What you return must be the data below, word for word, without any images.

------ Provided information

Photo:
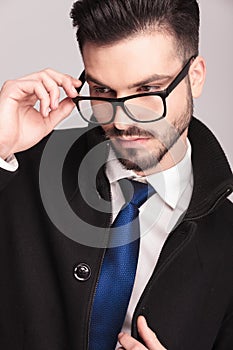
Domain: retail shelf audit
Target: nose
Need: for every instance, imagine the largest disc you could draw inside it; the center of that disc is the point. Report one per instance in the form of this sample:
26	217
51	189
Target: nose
122	121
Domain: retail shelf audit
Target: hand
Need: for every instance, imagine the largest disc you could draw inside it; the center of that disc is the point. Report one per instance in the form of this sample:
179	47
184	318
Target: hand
147	335
21	125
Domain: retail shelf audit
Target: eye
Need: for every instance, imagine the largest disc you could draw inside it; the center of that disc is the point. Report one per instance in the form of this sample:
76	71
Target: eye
100	91
148	88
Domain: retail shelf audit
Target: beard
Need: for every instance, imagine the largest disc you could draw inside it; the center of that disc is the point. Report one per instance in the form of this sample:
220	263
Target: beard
160	140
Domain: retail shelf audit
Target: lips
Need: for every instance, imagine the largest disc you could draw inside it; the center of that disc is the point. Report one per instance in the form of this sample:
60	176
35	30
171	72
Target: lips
131	141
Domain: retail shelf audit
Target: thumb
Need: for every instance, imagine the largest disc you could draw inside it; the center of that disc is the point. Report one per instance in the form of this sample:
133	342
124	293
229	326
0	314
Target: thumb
56	116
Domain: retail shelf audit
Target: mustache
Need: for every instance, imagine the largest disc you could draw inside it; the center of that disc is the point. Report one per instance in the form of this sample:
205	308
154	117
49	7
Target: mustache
132	131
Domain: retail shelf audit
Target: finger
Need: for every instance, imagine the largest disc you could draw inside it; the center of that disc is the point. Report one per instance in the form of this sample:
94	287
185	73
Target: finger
148	336
63	111
129	343
36	88
67	82
52	88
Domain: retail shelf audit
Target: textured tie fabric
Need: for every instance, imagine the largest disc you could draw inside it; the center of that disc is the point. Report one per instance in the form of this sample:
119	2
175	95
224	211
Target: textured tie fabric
118	272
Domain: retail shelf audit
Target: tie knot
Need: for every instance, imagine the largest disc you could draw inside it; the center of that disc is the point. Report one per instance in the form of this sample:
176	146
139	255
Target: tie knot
137	192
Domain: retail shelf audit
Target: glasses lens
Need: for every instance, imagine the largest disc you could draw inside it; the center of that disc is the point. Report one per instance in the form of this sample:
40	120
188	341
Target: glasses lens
95	111
145	108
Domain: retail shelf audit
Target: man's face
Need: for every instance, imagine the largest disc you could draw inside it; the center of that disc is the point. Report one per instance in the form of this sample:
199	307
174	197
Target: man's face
144	63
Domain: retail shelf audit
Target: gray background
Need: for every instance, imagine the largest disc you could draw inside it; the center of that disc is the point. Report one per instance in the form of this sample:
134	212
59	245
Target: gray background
39	34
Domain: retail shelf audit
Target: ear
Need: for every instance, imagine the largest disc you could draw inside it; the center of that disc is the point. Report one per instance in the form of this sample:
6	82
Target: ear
197	75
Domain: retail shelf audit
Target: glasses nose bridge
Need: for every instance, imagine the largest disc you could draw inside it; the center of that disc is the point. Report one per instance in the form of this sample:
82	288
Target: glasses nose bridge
120	104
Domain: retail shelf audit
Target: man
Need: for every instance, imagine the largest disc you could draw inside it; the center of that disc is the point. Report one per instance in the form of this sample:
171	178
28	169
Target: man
143	70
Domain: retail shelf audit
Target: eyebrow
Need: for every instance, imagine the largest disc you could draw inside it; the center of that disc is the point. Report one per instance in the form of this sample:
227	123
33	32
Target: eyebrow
152	78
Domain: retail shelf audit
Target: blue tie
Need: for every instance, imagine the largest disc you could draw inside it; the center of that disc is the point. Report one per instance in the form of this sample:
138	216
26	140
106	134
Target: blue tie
118	272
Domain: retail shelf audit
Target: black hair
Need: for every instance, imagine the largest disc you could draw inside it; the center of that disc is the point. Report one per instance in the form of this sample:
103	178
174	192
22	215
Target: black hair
105	22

------------

#### Expected answer
Photo:
Domain: retail shelf audit
Target: nose
Need: for every instance, imagine the largest disc you could draw inside it; the center of that disc is the point. Report one per instance in the form of this sample:
26	217
51	189
Target: nose
122	121
Domain: retail shelf audit
Target: hand
Need: for every instance, imagine the largest disc you could draw inside it; the center of that disc is the point. Report one per instance in the form of this sample:
179	47
184	318
Target: hand
147	335
21	125
Domain: retail shelf audit
Target: eye
Need: for every instance, imagine the largest disc you could draw inside it; the center of that disc is the point. Report one per instance in the form of this sample:
76	71
Target: eye
100	91
148	88
Domain: retail shelf audit
Target: beard
Need: for every instance, imagine the largest disc you could draw inside it; the center of that disc is the point. Report one per instance in the form of this sample:
220	263
Target: beard
160	140
Domain: retail shelf audit
Target: lips
Need: for every instance, imagine the largest disc you could draw inside it; the center of that disc is the point. Report one per instance in the form of this sample:
60	176
35	30
171	72
Target: lips
131	141
Domain: retail shelf audit
Target: thumb
Need: for every instance, imagine the largest disc you could draw inside it; the center of that disc is the point. Report one per instance in the form of this sample:
133	342
124	293
229	326
0	314
Target: thumb
56	116
Domain: retail shelf audit
Target: mustache
Need: for every instance, imagine the largest disc you could draw inside it; the center of that disc is the point. Report one per instance in the form of this sample:
205	308
154	117
49	7
Target: mustache
132	131
Domain: retail shelf audit
Target: finger
Need: for every instance, imagine the largest disc you could draw inside it; the center of that disc is the point. Report one per instance in the form of this sample:
94	287
185	73
Target: finger
148	336
63	111
129	343
36	88
67	82
52	88
Domain: retail shelf audit
Target: textured tie fabric
Need: for every instance, imagine the largest disc you could draw inside it; the center of that disc is the point. Report one per instance in the form of this sample:
119	2
175	95
224	211
Target: textured tie fabric
118	272
Domain: retail shelf audit
Target: tie knot
Need: for every instance, imagine the largest disc you could draw inside it; the center of that disc is the point. Report one per instance in the form of this sample:
176	146
139	255
Target: tie knot
137	192
Domain: retail shelf audit
Target: glasses lens
Need: for every instance, imagine the largest disc you could draw inside it; the center of that disc is the point. Report one per instance in the form of this sample:
40	120
188	341
Target: glasses lens
95	111
145	108
Domain: retail shelf audit
Target: man's face
Need: for every instance, imagine the largest disc you could draw inside it; the center of that disc is the point. Report one per instance in the form of this sample:
199	307
174	197
Target: man's face
144	63
Domain: retail shelf audit
Target: gray background
Need: for every instance, imagine the largest disc you could draw inside it; the center of that disc is the point. Report one per instance in the form of this sample:
134	212
59	245
Target: gray background
39	34
Domain: retail shelf audit
Target: ear
Need: for every instance, imagine the largest disc you could draw inside it; the center of that disc is the point. Report one per instance in the form of this sample:
6	82
Target: ear
197	75
Domain: retail shelf audit
Target: glasses nose bridge
Need: for every instance, imagine the largest disc you could draw inside it; the center of that disc is the point. Report one per instance in the form of this sample:
82	288
Target: glasses nose bridge
120	104
Domain: retail shelf audit
Target: man
Need: for every instance, imagine the largest disc you could draw inside it; the center of that disc is the point. Report one per instance in the form of this sample:
171	178
28	169
Target: man
143	70
Domain: retail shelf audit
Target: eyebrow
Need: for every instance, imagine the largest disc you could draw inside it; the center of that disc is the point. Report one per instance in the form of this sample:
227	123
33	32
Target: eyebrow
152	78
Domain: retail shelf audit
Target: blue tie
Need: for every instance, imagine the largest disc you could draw inside it; the center of that disc is the point. Report one per instance in the form of this sample:
138	216
26	140
106	134
Target: blue tie
118	272
Domain: retail shelf audit
Target: black hair
Need: for every instance, imagine the largest disc you could draw inside it; the center of that disc is the point. Report one per instance in the form of this sample:
103	178
174	192
22	215
Target: black hair
105	22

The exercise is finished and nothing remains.